Der von sich selbst gnadenlos beeindruckte Moralist Alceste hält wieder einmal einen seiner berüchtigten Monologe über die wahre Liebe. Sein Gegenüber ist die von ihm begehrte, schöne und kluge Célimène. Der Mann tönt davon, ihr abseits der Niederungen menschlichen Treibens das Paradies auf Erden zu bieten, wenn sie ... blablabla. Und die Pfiffige antwortet in einem Satz, in dem so viel Wahrheit steckt, wie sie der eitle Fatzke nicht in hundert Sätzen auszudrücken imstande wäre: "Ich bin doch erst 20."
Das ist die Wirklichkeit – heute wie vor 350 Jahren bei Molière. Und das ist großes Theater: Meininger Premiere von "Der Menschenfeind" in einer Inszenierung von Sebastian Schug. Wissendes Gelächter im Publikum. Tanzen die Figuren auf der Bühne doch vor und auf unseren Nasen herum. Mit einem Sack voller Schabernack, verkleidet als Heutige und Vorgestrige (Kostüme: Juliane Götz), bewegen sie sich durch die Jahrhunderte.
Die Figuren irren durch das Tollhaus Leben
Das heißt, sie bewegen sich durch die Innereien eines Theaters und somit durch die Welt (Bühne: Jan Freese), durch halbfertige Kulissen, über Leitern, Treppen, Gerüstpodien, durch halbintime Räume, vorbei an der Besuchertoilette, an ionischen Säulen, Musikinstrumenten und Kunstpalmen. Notfalls kommen und gehen sie durch eine Hintertür, über der das Wörtchen "EXIST" notleuchtet. Und wenn es ihnen der dramaturgische Sinn gebietet, greifen sie zur Gitarre, hauen in die Tasten des Flügels, malträtieren das Schlagzeug und intonieren die "Vogelhochzeit" ebenso wie die "Infinity", die Unendlichkeit.

Die Figuren irren durch das Tollhaus Leben, sprechen in von Jürgen Gosch und Wolfgang Wiens wunderbar zeitgemäß übersetzten Reimen. Sie suchen Vergnügungen, finden sie, verlieren sie wieder, tratschen leidenschaftlich gern über abwesende Dritte. Begehren, Begierde, Himmel und Hölle, Dichtung, Wahrheit, Bildung, Einbildung – wer kann das in diesem Tohuwabohu schon unterscheiden?

> **Übungsaufgaben**
a: Beantworten Sie anhand der Theaterkritik zu „Der Menschenfeind“ die folgenden Fragen.
(i) Wer führt bei der Meininger Inszenierung Regie?
(ii) Wer hat das Bühnenbild gestaltet?
(iii) Von wem stammt die Übersetzung der Reime, in denen die Figuren sprechen?
b: Greifen Sie die Theaterkritik zu „Der Menschenfeind“ an ihrem Ende auf und schreiben Sie sie weiter.
Die Daten sind eigenständiges Material und gehören nicht zur Theaterkritik.

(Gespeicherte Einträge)
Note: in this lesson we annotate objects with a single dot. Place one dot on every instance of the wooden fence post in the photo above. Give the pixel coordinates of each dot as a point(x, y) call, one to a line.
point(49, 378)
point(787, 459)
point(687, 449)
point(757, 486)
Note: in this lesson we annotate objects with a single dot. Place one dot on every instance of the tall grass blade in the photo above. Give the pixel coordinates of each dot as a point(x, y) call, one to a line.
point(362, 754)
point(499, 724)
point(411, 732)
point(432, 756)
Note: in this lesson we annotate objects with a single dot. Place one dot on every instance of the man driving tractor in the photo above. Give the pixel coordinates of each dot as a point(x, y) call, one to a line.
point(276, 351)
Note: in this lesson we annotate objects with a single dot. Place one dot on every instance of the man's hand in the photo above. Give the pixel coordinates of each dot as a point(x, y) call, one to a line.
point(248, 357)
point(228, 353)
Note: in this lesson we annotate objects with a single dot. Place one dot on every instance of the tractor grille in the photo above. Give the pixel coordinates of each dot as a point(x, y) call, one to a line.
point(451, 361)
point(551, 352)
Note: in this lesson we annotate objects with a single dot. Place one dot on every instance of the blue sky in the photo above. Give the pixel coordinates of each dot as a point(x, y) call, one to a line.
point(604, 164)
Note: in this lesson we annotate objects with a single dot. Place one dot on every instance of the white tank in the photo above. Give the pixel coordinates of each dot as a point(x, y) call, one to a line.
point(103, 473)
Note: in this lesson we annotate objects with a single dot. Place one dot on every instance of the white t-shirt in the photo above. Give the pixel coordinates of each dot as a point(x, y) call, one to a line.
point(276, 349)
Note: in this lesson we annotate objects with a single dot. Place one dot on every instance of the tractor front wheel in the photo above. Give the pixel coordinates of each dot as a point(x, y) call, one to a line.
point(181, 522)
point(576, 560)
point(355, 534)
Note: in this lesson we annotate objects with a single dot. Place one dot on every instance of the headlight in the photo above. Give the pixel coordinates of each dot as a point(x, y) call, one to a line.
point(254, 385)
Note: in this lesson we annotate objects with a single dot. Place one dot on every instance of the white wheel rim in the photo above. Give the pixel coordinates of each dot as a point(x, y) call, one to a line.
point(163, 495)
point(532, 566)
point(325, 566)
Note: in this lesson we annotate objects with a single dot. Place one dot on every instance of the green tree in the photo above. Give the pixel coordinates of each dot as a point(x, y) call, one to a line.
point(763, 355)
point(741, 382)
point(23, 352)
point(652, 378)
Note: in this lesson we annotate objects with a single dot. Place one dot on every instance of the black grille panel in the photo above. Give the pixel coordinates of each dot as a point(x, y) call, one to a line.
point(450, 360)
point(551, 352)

> **Lösungen**
a:
(i) Sebastian Schug.
(ii) Jan Freese.
(iii) Jürgen Gosch und Wolfgang Wiens.

b:
Ja, natürlich der Moralist Alceste, der glaubt, über den Dingen zu stehen, der sich als Richter über all die menschlichen Makel erhebt. Und der gleichzeitig wie ein Hund leidet, weil er sich in dieses unfertige aber verdammt reizvolle Geschöpf verliebt hat. Doch Célimène spielt mit ihm, wie sie auch mit den anderen drei Verehrern und einer hochnäsigen Dame von Adel spielt, denen Evelyn Fuchs (Arsinoé), Renatus Scheibe (Oronte), Jan Wenglarz (Acaste) und Marcus Chiwaeze (Clitandre) die passende Tragikomik verleihen.
Diesem Kampf der Eitelkeiten verweigern sich nur zwei Personen
Mit jeder kostbaren Minute werden Alcestes Leiden größer und mit ihnen Stefan Willi Wangs diebische Freude an seiner Figur. Genauso leidenschaftlich wächst auch Pauline Gloger in ihre Rolle als Célimène. Sie muss auf subtile Weise allen Bedrängern standhalten, möchte aber gleichzeitig das Begehrtwerden genießen.

Diesem Kampf der Eitelkeiten verweigern sich nur zwei: Éliante und Philinte. Mit diplomatischem Geschick und treffsicherem Witz mimen Larissa Aimée Breidbach und Leo Goldberg das künftige Pärchen, das die Gratwanderung zwischen Anpassung und individueller Freiheit ohne Absturz bewältigt. Gerade diese beiden könnten uns heutigen Hin- und Hergerissenen so eine Art Leitfaden durch zunehmend zerklüftete Landschaften des Lebens in die Hand drücken. Gemessen am riesigen Jubel des Publikum, ist das dieser molièreschen Komödiantentruppe gelungen.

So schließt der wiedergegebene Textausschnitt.